* START Text *

Next I turned my attention to the kitchen chandelier project. The first task was to build a ceiling plate (techically a "canopy"), the little circular object tight against the ceiling from which the lamp hangs. In the past for my lamps, I've used stock metal canopies one can buy at a hardware store, though I've usually had to electroplate them with copper so they would visually match the copper parts of the lamp. For the kitchen lamp, Gretchen had wanted a simple canopy; she found the ones I'd used for my other lamps a bit too ornate. Thinking outside the box, I'd suggested using a small plate (the kind used for, say, holding a sandwich) and perhaps spray-painting it copper. When Gretchen found a simple white plate), it occured to me that I could just leave it be white and it would match the white ceramic sockets. To cover up the "Made in Italy" stamp on the bottom of the plate, I could cut out a circular copper disk and glue it to the center of the bottom of the plate, where it would serve as a transition from the copper lamp itself to the ceramic plate.

* END Text *

_Exercise task a_. List every material named in the kitchen chandelier passage.
The listing that follows has no connection to the kitchen chandelier passage.

* START Records shown *

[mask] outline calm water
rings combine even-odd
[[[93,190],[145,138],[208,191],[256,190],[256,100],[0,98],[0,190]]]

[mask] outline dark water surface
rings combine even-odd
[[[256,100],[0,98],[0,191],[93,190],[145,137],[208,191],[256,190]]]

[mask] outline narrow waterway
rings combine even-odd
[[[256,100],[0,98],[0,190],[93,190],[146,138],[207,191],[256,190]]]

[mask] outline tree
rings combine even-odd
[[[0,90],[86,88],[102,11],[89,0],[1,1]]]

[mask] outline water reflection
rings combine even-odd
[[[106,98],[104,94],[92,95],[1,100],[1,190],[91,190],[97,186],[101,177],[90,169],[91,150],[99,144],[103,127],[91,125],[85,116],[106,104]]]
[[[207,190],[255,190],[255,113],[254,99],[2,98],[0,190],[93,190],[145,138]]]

* END Records shown *
* START Records shown *

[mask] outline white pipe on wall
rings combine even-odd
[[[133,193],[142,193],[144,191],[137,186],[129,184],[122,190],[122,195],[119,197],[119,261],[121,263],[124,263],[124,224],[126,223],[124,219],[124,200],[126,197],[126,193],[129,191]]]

* END Records shown *

_Exercise task b_. Filter the listing to every line that contains the string "outline", treating uppercase and lowercase letters as distinct, and copy those lines.

_Full response a_. metal, copper, ceramic

_Full response b_.
[mask] outline calm water
[mask] outline dark water surface
[mask] outline narrow waterway
[mask] outline tree
[mask] outline water reflection
[mask] outline white pipe on wall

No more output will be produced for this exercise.